[Saved entries]
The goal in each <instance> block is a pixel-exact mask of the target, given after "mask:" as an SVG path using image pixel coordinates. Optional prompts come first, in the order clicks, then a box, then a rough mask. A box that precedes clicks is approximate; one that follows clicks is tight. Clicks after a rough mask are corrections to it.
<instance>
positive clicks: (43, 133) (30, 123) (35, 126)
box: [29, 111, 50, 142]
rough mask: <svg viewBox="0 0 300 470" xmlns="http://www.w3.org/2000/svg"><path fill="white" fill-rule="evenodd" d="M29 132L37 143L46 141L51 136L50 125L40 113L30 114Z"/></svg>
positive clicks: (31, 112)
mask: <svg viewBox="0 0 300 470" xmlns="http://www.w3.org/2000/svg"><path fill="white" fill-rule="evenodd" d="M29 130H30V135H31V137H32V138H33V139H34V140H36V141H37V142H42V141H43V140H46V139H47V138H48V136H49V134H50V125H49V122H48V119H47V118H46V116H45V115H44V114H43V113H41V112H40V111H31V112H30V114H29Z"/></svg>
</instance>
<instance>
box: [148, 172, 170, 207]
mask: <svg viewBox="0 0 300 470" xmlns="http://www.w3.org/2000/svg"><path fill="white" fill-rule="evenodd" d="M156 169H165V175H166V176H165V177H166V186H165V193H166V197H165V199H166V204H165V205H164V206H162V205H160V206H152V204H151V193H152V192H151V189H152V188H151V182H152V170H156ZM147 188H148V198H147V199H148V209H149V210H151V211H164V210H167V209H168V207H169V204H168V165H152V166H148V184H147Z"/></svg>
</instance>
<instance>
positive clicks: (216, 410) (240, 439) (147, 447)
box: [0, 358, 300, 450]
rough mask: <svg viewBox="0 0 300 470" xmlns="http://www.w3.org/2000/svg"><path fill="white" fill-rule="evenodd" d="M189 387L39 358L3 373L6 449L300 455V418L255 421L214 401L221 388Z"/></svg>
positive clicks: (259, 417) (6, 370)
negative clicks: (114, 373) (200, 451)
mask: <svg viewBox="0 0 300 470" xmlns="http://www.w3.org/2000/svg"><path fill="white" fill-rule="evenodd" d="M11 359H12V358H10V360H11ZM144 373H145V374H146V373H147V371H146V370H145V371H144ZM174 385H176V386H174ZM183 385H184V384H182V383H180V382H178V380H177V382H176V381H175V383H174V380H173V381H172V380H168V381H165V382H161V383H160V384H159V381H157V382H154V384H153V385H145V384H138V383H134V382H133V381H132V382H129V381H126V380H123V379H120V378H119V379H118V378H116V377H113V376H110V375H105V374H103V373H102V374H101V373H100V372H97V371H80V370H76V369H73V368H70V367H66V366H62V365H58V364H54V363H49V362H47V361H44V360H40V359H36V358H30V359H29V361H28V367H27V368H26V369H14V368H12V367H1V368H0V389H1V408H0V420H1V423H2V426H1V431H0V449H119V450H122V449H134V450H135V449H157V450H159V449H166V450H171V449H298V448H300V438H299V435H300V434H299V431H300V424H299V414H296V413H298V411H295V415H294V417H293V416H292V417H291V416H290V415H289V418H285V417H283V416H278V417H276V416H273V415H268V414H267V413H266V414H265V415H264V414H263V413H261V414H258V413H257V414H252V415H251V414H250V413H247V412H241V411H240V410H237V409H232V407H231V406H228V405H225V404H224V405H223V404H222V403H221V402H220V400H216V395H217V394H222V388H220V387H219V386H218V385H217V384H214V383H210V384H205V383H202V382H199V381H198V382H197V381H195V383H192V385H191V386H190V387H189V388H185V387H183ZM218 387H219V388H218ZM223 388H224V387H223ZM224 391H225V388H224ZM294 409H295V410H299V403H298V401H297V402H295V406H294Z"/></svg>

**The task**.
Copy every one of the records above word for word, leaving nothing out and changing nothing.

**Response**.
The goal in each <instance> block is a pixel-exact mask of the target, given after "mask:" as an SVG path using image pixel coordinates. Optional prompts come first, in the order clicks, then a box, then a rough mask. A box that precedes clicks is approximate; one that follows clicks is tight. Clicks after a rough mask are corrections to it.
<instance>
positive clicks: (43, 133) (30, 123) (35, 126)
box: [29, 111, 50, 142]
rough mask: <svg viewBox="0 0 300 470" xmlns="http://www.w3.org/2000/svg"><path fill="white" fill-rule="evenodd" d="M29 132L37 143L46 141L51 136L50 125L40 113L30 114Z"/></svg>
positive clicks: (31, 112)
mask: <svg viewBox="0 0 300 470" xmlns="http://www.w3.org/2000/svg"><path fill="white" fill-rule="evenodd" d="M29 130H30V135H31V137H32V138H33V139H34V140H36V141H37V142H42V141H43V140H46V139H47V138H48V136H49V134H50V125H49V122H48V119H47V118H46V116H45V115H44V114H43V113H41V112H40V111H31V112H30V114H29Z"/></svg>
</instance>
<instance>
box: [148, 172, 170, 207]
mask: <svg viewBox="0 0 300 470" xmlns="http://www.w3.org/2000/svg"><path fill="white" fill-rule="evenodd" d="M156 169H165V175H166V176H165V177H166V186H165V193H166V197H165V199H166V204H165V205H164V206H162V205H160V206H152V204H151V193H152V192H151V189H152V188H151V182H152V170H156ZM147 188H148V198H147V199H148V209H149V210H151V211H164V210H167V209H168V207H169V204H168V165H152V166H148V184H147Z"/></svg>
</instance>
<instance>
positive clicks: (216, 410) (240, 439) (147, 447)
box: [0, 358, 300, 450]
rough mask: <svg viewBox="0 0 300 470" xmlns="http://www.w3.org/2000/svg"><path fill="white" fill-rule="evenodd" d="M189 387L39 358L3 373L6 449L300 455V418L255 421L214 401L221 388Z"/></svg>
positive clicks: (259, 417) (6, 370)
negative clicks: (114, 373) (200, 451)
mask: <svg viewBox="0 0 300 470" xmlns="http://www.w3.org/2000/svg"><path fill="white" fill-rule="evenodd" d="M11 359H12V358H10V360H11ZM144 373H145V374H146V373H147V371H146V370H145V371H144ZM174 385H176V386H174ZM183 385H184V384H182V383H180V382H178V380H177V382H176V381H175V383H174V380H173V381H172V380H168V381H165V382H161V383H160V384H159V381H157V382H154V384H153V385H145V384H138V383H134V382H133V381H132V382H129V381H126V380H123V379H120V378H119V379H118V378H116V377H113V376H110V375H105V374H103V373H102V374H101V373H100V372H97V371H80V370H76V369H73V368H70V367H66V366H62V365H58V364H54V363H49V362H47V361H44V360H40V359H36V358H30V359H29V361H28V367H27V368H26V369H14V368H12V367H1V368H0V389H1V408H0V420H1V423H2V426H1V431H0V449H119V450H122V449H134V450H135V449H157V450H159V449H166V450H171V449H298V448H300V438H299V435H300V434H299V431H300V424H299V414H296V413H298V411H295V415H294V417H293V416H292V417H291V416H290V415H289V418H285V417H283V416H278V417H276V416H273V415H268V414H267V413H266V414H265V415H264V414H263V413H261V414H258V413H257V414H252V415H251V414H250V413H247V412H241V411H240V410H237V409H232V407H231V406H228V405H225V404H224V405H223V404H222V403H221V402H220V400H216V395H217V394H222V388H220V387H219V386H218V385H217V384H214V383H210V384H205V383H202V382H199V381H198V382H197V381H195V383H192V385H191V386H190V387H189V388H185V387H183ZM218 387H219V388H218ZM223 388H224V387H223ZM224 391H225V388H224ZM294 409H295V410H299V403H298V401H297V402H295V406H294Z"/></svg>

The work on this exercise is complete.